◆ Exercise aim ◆
Edit the listing below so that every "evenodd" becomes "nonzero", and reproduce all other lines unchanged.

(Records from a dataset)
== == ==
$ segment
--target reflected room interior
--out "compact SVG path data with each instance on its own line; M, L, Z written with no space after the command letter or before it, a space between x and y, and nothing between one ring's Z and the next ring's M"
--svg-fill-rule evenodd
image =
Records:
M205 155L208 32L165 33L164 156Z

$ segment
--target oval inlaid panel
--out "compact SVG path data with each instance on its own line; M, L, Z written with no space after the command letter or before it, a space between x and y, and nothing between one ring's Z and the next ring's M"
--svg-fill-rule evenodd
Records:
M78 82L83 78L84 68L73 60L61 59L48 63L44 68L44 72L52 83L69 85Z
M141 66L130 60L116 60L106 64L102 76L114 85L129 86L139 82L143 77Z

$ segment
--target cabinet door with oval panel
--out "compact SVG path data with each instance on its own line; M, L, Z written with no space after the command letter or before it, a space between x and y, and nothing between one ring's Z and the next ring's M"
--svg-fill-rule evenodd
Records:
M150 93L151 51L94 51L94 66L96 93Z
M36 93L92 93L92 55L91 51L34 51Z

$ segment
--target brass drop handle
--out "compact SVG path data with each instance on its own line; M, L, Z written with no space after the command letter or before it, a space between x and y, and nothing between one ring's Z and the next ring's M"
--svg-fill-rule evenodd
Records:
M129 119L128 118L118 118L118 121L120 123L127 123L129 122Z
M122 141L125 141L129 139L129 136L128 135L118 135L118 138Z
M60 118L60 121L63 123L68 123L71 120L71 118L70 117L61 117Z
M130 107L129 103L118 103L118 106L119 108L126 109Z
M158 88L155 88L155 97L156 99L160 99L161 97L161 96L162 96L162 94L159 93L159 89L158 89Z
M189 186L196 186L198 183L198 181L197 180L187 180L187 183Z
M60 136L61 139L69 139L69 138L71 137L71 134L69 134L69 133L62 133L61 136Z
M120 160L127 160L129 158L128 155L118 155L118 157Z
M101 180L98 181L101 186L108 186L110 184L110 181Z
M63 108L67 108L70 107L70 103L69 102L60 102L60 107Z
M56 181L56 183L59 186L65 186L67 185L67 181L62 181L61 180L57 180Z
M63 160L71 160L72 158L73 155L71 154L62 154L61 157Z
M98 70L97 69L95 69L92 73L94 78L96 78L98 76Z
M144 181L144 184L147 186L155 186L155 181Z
== == ==
◆ Response to the task ◆
$ segment
--target reflected room interior
--out "compact SVG path data with each instance on its own line; M, L, Z written with no space after the command letter or before it, a space between x and y, and nothing between one ring's Z and the next ring's M"
--svg-fill-rule nonzero
image =
Records:
M205 155L208 32L165 33L164 156Z

$ segment
--target oval inlaid panel
--out "compact SVG path data with each instance on its own line; M, L, Z written with no space after the command letter or before it, a space between x and y, and nothing between one ring's Z and the next ring's M"
--svg-fill-rule nonzero
Records:
M78 82L83 78L84 68L73 60L61 59L48 63L44 68L44 72L52 83L69 85Z
M141 66L130 60L116 60L106 64L102 76L114 85L129 86L139 82L143 77Z

$ segment
--target cabinet door with oval panel
--out "compact SVG path data with each instance on its own line; M, L, Z written with no space after the command letter or before it, a space between x and y, and nothing between one ring's Z and the next ring's M"
--svg-fill-rule nonzero
Records:
M150 93L151 51L94 51L94 66L96 93Z
M36 93L92 93L92 55L91 51L34 51Z

$ segment
--target brass drop handle
--out "compact SVG path data with each instance on its own line; M, L, Z written with no space after the command letter or before it, a space between x and y, and nothing between one ring's Z and the next ring's M"
--svg-fill-rule nonzero
Records:
M129 119L128 118L118 118L118 121L120 123L127 123L129 122Z
M122 141L125 141L129 139L129 136L128 135L118 135L118 138Z
M60 118L60 121L63 123L68 123L71 120L71 118L70 117L61 117Z
M130 107L129 103L118 103L118 106L119 108L126 109Z
M158 88L155 88L155 97L156 99L160 99L161 97L161 96L162 96L162 94L159 93L159 89L158 89Z
M189 186L196 186L198 183L198 181L197 180L187 180L187 183Z
M60 136L61 139L69 139L69 138L71 137L71 134L69 134L69 133L62 133L61 136Z
M120 160L127 160L129 158L128 155L118 155L118 157Z
M101 180L98 181L101 186L108 186L110 184L110 181Z
M63 108L67 108L70 107L70 103L69 102L60 102L60 107Z
M56 181L56 183L59 186L65 186L67 185L67 181L62 181L61 180L57 180Z
M63 160L71 160L72 158L73 155L71 154L62 154L61 157Z
M98 70L97 69L95 69L92 73L94 78L96 78L98 76Z
M144 181L144 184L147 186L155 186L155 181Z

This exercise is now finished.